Top of Provided material
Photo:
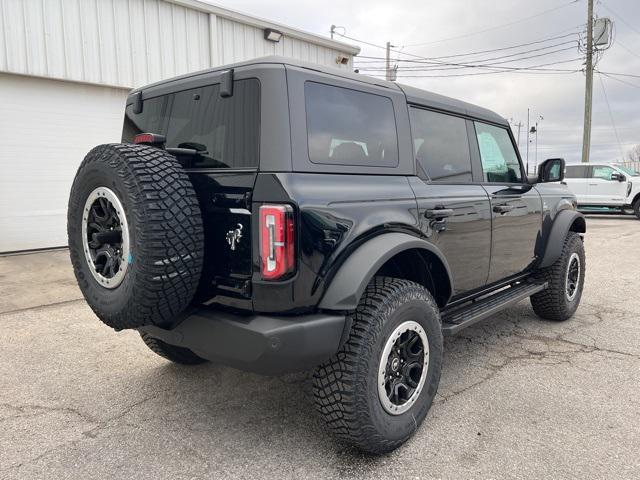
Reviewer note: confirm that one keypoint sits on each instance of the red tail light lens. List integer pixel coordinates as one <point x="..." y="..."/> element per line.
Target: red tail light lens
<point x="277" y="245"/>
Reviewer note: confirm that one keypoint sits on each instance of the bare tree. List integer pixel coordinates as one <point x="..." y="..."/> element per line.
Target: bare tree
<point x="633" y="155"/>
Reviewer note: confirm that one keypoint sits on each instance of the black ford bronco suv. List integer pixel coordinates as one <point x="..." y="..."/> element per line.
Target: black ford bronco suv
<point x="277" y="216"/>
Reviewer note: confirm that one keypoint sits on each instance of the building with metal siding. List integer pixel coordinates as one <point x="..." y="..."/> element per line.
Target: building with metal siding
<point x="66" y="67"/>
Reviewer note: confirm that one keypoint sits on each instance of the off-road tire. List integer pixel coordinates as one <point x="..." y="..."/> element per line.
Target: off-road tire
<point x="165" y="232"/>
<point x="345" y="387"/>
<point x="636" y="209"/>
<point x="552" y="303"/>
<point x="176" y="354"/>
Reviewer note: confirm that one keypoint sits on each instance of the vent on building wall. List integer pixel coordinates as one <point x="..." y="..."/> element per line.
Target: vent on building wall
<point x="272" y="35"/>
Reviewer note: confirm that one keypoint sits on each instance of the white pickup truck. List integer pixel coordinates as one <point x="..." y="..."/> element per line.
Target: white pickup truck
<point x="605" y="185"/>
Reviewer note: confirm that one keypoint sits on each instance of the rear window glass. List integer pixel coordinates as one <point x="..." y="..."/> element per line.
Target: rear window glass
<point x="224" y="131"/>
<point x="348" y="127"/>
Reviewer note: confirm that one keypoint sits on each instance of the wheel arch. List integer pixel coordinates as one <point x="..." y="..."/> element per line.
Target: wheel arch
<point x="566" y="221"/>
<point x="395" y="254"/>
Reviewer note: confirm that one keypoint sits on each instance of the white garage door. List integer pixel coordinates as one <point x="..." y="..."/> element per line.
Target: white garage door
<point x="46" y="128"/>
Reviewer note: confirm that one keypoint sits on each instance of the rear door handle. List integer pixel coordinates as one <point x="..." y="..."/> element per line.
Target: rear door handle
Bottom of Provided material
Top of Provided material
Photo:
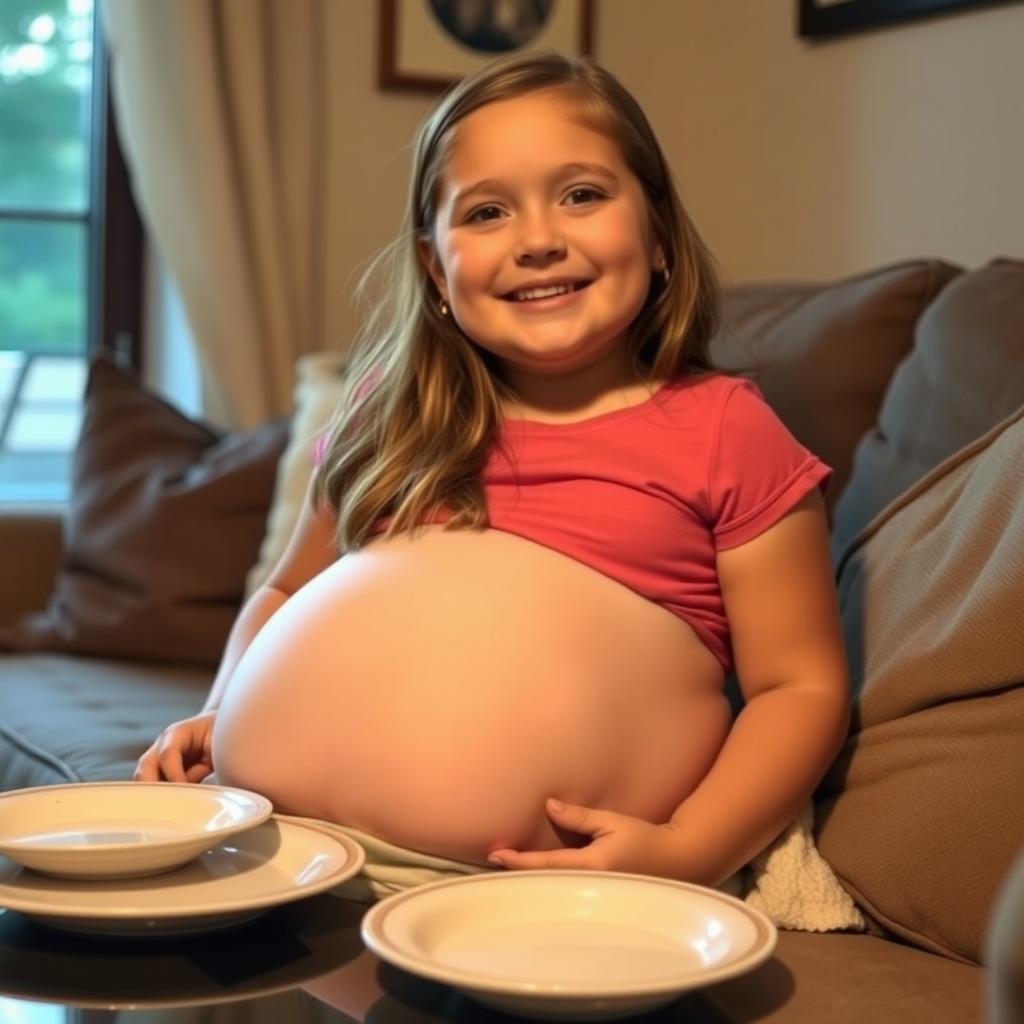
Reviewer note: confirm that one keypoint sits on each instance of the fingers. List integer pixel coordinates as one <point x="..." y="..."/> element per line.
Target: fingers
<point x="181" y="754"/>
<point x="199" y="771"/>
Bottom of Provided material
◆ **Task**
Taking the lines above one at a time, give the number of them that contain the string "handle". Add nothing else.

◆ **Answer to the exercise**
2